PROBLEM TO WORK ON: If a line below contains the string "roof", return that line.

Saved entries:
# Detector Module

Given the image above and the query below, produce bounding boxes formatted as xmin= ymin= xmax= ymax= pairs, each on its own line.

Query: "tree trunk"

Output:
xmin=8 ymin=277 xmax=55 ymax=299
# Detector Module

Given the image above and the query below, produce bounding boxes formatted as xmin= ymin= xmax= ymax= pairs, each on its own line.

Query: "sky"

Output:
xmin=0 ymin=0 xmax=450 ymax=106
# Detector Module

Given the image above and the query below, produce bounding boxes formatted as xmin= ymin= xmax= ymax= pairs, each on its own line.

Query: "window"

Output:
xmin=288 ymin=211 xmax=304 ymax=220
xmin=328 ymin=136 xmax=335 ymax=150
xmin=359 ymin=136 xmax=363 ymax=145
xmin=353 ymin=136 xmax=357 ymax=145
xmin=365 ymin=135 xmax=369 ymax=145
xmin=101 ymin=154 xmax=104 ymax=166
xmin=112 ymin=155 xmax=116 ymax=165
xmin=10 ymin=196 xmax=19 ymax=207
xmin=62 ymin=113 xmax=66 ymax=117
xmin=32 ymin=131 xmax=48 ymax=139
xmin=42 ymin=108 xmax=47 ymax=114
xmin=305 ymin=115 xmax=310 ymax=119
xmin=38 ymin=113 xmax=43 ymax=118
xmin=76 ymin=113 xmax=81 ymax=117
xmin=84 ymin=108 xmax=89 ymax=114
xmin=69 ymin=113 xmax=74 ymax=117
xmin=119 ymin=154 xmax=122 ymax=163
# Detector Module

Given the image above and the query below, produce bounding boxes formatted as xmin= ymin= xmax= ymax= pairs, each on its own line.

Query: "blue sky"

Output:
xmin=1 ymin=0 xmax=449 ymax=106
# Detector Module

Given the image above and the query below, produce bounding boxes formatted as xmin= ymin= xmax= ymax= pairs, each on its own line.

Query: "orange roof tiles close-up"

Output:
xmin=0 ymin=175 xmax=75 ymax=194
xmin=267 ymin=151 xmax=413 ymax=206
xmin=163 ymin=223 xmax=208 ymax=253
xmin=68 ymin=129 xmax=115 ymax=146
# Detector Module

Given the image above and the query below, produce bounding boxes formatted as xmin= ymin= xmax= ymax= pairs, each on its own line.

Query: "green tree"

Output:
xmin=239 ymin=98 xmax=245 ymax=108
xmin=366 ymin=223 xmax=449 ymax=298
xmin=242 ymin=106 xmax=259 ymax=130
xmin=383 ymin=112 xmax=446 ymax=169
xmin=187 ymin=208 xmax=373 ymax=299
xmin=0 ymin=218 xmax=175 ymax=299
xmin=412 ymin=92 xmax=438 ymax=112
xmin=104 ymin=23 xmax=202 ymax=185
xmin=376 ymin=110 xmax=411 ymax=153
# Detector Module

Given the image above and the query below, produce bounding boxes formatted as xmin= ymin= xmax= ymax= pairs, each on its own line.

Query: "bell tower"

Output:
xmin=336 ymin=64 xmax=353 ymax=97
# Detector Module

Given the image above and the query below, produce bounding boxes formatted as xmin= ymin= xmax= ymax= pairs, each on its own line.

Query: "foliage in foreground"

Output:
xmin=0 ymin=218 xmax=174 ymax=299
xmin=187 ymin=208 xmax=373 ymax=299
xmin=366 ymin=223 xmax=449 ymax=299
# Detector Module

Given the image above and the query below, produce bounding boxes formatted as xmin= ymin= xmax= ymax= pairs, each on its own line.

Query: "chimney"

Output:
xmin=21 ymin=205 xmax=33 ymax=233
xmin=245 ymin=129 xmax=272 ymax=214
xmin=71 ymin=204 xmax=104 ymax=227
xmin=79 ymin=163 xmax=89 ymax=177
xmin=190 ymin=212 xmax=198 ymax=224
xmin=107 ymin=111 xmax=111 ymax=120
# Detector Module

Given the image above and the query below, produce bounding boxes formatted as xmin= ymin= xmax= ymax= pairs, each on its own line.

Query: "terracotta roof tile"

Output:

EXERCISE RESULT:
Query: "orange roof tiles close-up"
Query: "terracotta roof tile"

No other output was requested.